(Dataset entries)
===============

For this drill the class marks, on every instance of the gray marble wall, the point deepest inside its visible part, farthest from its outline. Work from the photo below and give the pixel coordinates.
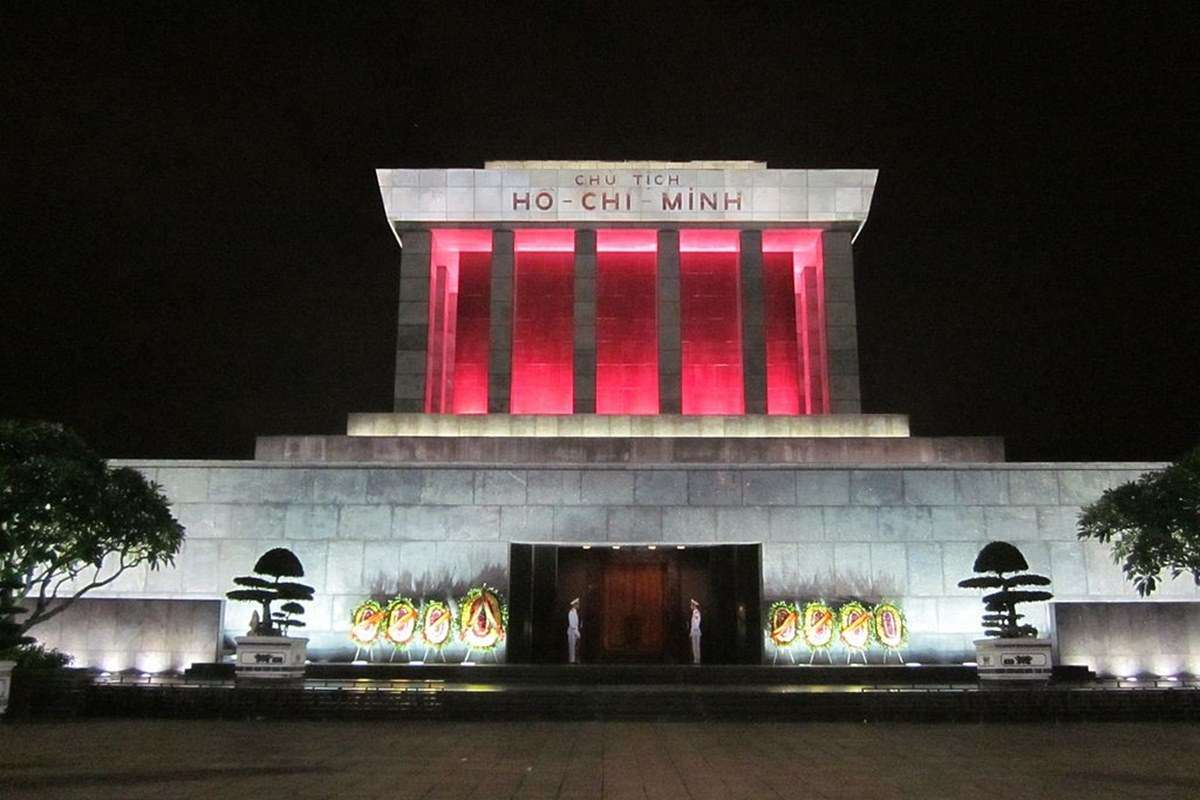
(1125, 639)
(145, 635)
(909, 534)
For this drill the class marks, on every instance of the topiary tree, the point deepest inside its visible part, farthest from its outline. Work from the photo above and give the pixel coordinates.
(1152, 523)
(1006, 570)
(277, 564)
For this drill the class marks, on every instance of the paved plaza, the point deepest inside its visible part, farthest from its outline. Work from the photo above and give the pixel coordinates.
(131, 759)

===============

■ PROBLEM STATEMENT
Without the pictures, print the records in full, exactly as they appear.

■ ANSWER BOX
For this drill the class marks, on every instance of the gray marble wall, the point deepest inside its visible part, farthest from its outline. Work from the photo below and give the pixel coordinates.
(1125, 639)
(145, 635)
(909, 534)
For this drill the class marks, on every instance of the topiary tree, the point deepest inside its visible part, farthest from its outline. Work from the photo above and give the pixel coordinates.
(1152, 523)
(1006, 570)
(277, 564)
For this drill the class marks, on every instance of the paved plaza, the point deepest inside its visible part, farthest from its outline. Work from the photo above and give the pixel coordinates.
(131, 759)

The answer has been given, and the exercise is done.